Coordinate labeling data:
__________________________________________________

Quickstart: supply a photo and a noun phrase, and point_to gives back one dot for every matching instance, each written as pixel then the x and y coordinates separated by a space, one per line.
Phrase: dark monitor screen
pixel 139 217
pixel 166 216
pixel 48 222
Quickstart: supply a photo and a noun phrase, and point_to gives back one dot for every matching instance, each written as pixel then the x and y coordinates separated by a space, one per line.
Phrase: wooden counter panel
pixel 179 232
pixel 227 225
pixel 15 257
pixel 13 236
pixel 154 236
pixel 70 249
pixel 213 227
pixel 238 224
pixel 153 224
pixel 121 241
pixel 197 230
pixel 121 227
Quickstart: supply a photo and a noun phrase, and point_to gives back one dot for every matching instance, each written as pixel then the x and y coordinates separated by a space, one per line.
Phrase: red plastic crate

__________________________________________________

WORK TO BE COMPLETED:
Please repeat every line of the listing above, with no changes.

TASK RESPONSE:
Quickstart: supply a photo and a noun phrase, and point_to gives back one dot for every matching instance, each written as pixel then the x and y coordinates separated by a space, one per line.
Phrase: dark monitor screen
pixel 139 217
pixel 166 216
pixel 48 222
Quickstart: supply a photo and a noun phrase, and point_to gives back one dot for every matching instance, each written as pixel then the x and y coordinates separated by a space, one per line.
Phrase: wooden counter panel
pixel 179 232
pixel 227 225
pixel 15 257
pixel 13 236
pixel 154 236
pixel 70 249
pixel 213 227
pixel 238 224
pixel 153 224
pixel 121 241
pixel 197 230
pixel 121 227
Quickstart: supply a photo and a noun phrase, and point_to gives back one dot for every matching instance, each written as pixel then the x and y coordinates separated by a space, one per line.
Phrase: red plastic crate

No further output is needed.